(Dataset entries)
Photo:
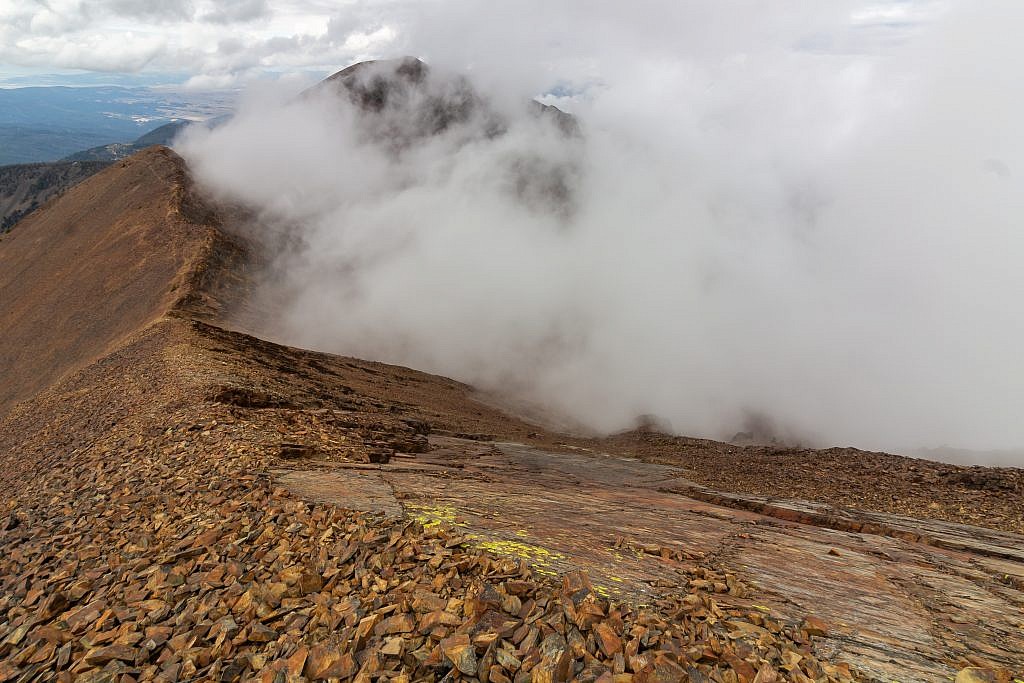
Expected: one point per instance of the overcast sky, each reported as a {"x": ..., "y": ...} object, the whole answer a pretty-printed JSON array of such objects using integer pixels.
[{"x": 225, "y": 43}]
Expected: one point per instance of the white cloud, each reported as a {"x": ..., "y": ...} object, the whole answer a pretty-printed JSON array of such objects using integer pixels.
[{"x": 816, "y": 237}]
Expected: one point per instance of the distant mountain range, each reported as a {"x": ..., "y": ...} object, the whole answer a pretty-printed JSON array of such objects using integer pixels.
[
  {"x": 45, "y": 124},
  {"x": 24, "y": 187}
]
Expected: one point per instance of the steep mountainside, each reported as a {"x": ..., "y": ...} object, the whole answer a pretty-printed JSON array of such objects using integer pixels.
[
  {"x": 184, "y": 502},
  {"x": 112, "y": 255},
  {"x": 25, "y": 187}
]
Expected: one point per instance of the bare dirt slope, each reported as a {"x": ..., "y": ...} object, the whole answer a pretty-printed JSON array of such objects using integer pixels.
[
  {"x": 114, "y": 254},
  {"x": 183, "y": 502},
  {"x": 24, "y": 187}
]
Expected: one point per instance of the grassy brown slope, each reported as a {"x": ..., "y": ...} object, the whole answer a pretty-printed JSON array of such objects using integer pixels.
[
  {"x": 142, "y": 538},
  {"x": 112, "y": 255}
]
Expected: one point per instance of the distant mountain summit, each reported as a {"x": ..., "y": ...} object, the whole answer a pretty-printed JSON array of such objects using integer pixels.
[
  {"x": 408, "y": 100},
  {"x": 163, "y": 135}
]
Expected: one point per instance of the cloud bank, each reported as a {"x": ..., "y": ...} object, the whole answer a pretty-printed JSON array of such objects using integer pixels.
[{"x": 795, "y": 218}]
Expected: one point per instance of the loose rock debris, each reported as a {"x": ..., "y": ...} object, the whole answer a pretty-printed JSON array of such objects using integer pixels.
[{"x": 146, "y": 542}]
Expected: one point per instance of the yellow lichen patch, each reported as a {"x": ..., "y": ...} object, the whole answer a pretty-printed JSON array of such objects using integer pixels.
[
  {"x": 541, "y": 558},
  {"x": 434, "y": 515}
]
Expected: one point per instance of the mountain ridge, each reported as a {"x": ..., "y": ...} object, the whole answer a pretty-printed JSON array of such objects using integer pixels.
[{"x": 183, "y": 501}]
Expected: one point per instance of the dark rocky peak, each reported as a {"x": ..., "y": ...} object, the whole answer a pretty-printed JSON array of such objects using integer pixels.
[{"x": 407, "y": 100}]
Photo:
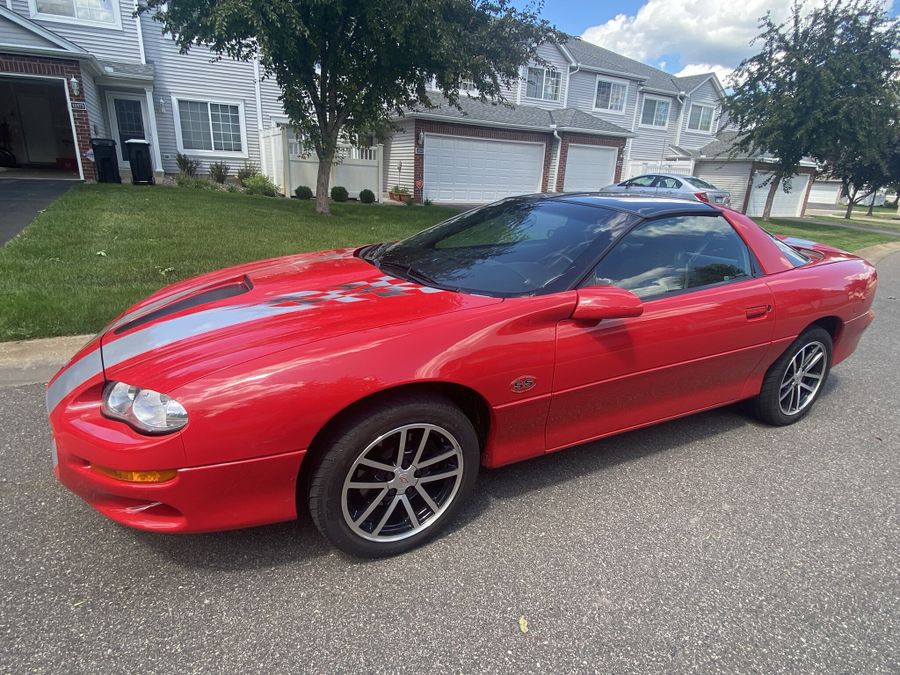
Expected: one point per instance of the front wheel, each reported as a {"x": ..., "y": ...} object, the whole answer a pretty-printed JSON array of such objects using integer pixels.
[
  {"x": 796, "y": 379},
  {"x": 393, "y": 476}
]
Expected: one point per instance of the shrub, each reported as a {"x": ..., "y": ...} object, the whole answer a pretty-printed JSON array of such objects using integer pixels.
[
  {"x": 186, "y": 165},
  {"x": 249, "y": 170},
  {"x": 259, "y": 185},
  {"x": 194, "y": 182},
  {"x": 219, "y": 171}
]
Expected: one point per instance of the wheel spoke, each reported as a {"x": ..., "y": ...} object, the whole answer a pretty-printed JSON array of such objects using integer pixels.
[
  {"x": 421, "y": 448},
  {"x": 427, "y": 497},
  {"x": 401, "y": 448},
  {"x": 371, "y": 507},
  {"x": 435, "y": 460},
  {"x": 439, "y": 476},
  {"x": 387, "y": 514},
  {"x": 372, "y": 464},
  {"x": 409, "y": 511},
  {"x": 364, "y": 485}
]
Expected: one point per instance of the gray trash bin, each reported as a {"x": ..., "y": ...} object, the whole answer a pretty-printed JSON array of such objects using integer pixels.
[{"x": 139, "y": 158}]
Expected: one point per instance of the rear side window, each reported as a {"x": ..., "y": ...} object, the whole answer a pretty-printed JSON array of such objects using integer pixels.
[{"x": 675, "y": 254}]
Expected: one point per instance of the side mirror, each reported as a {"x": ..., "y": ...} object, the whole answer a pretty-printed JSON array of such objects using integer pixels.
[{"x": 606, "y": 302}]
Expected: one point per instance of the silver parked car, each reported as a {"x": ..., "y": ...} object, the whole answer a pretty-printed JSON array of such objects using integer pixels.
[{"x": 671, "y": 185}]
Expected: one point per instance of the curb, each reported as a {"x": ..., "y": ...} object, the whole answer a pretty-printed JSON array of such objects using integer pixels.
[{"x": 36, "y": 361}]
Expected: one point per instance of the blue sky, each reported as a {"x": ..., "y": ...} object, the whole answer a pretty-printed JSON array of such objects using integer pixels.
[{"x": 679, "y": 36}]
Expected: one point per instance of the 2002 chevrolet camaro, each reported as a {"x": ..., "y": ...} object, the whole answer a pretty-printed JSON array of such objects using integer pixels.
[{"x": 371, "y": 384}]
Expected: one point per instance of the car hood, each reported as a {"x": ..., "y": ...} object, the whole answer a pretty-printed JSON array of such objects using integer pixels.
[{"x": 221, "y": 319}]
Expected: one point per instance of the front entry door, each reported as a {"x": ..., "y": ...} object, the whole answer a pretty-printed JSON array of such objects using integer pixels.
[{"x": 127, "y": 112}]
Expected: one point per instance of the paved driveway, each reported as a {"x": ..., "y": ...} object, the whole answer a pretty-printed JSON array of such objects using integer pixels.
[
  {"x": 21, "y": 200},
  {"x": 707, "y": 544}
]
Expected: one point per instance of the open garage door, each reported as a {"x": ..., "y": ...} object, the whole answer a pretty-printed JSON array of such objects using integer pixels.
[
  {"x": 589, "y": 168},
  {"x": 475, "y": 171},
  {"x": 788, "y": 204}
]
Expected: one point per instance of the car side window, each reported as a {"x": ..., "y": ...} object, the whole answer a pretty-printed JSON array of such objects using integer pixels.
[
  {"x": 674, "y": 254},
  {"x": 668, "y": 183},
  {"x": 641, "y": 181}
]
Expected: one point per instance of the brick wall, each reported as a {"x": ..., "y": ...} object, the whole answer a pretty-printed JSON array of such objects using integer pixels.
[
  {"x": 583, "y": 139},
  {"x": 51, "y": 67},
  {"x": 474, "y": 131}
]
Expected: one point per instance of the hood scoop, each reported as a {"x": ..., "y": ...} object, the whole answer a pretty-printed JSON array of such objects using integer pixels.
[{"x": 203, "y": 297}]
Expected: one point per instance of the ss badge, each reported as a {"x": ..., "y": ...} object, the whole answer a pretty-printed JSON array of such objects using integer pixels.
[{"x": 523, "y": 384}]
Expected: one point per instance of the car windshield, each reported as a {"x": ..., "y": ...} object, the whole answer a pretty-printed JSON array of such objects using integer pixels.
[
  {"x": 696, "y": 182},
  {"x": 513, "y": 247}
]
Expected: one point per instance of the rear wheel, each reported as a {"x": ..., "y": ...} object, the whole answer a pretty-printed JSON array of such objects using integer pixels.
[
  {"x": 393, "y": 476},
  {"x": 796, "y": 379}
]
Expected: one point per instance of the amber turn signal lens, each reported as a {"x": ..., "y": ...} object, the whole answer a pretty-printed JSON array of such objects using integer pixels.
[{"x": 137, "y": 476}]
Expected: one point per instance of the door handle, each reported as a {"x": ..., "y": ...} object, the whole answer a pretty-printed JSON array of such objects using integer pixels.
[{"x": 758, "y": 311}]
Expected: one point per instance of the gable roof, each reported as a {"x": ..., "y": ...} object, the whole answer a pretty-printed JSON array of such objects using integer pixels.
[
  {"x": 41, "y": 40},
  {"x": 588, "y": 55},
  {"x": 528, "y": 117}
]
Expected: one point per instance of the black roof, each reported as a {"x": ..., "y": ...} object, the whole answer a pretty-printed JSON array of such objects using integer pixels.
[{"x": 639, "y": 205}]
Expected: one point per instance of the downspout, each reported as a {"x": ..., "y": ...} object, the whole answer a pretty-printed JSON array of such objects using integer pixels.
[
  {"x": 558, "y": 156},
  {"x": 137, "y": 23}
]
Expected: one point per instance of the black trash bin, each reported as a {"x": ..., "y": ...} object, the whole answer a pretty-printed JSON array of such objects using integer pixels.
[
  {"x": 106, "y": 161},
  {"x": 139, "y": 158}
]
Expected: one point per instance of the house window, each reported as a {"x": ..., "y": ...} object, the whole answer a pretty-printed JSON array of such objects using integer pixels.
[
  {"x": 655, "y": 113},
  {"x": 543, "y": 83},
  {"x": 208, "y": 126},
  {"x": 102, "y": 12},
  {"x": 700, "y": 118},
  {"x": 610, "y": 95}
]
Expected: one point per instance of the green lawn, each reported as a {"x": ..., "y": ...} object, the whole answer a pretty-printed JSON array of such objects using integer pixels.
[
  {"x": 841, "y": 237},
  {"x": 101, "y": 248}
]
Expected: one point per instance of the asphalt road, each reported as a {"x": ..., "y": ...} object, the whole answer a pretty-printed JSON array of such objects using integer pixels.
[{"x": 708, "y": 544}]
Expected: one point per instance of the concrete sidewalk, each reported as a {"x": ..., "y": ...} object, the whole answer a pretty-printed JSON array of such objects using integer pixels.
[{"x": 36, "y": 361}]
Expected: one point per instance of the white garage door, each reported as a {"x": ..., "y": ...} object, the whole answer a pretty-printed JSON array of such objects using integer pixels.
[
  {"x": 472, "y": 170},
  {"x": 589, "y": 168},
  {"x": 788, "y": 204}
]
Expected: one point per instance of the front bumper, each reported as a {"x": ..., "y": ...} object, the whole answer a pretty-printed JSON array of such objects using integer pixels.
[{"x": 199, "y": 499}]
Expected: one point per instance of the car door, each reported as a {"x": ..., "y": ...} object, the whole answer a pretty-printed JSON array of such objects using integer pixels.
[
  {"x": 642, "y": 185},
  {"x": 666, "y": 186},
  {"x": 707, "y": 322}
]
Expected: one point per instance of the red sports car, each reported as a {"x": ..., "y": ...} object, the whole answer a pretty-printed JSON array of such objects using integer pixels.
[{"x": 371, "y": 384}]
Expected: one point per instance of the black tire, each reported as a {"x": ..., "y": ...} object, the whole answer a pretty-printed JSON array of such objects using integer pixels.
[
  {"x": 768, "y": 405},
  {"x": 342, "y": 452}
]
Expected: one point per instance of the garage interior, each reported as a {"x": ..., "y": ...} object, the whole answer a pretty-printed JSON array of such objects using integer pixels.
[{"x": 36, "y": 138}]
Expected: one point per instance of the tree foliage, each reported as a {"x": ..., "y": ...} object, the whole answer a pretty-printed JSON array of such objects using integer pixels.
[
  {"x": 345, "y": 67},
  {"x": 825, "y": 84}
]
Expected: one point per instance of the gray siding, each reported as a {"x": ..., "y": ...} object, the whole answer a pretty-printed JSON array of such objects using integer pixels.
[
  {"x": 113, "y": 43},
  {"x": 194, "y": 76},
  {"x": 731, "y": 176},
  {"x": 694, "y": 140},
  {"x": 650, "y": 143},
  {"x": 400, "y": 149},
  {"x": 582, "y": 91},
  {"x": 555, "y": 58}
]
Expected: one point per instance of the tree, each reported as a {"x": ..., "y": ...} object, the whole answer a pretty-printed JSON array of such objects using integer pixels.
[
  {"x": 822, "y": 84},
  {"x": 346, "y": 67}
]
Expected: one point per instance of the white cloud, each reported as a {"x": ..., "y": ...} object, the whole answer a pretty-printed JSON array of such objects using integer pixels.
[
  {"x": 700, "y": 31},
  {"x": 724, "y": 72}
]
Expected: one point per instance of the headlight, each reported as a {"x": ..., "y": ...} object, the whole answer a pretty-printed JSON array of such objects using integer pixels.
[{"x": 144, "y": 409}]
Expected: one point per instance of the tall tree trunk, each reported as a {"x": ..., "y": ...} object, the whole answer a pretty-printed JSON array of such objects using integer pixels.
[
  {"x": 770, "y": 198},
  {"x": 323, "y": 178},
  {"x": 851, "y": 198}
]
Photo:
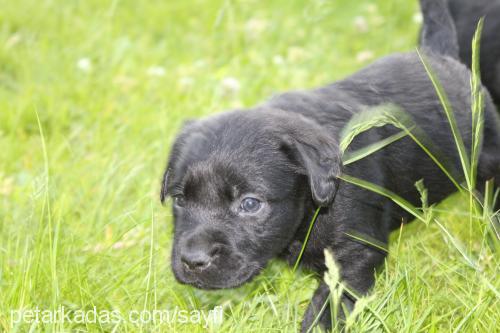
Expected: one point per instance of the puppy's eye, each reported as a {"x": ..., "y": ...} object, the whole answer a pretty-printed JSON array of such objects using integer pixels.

Work order. Copy the lines from the line that contains "Expected: one point per instance of the headlight, each" through the end of the records, exactly and with nothing added; leave the pictures out.

Completed task.
Expected: one point per instance of the headlight, each reported as a {"x": ..., "y": ...} object, the whole answer a pretty-printed JSON array of such objects using integer pixels.
[{"x": 144, "y": 409}]
Expected: one point per instance of the tall tree trunk, each reported as a {"x": ..., "y": ...} object, the whole answer a pretty-printed JSON array of such objects using integer pixels.
[
  {"x": 770, "y": 198},
  {"x": 323, "y": 178},
  {"x": 851, "y": 198}
]
Photo:
Expected: one point per instance of the puppy's eye, each reported as a {"x": ..., "y": ...} object, the whole answer a pretty-printed JSON array of such objects using integer pixels.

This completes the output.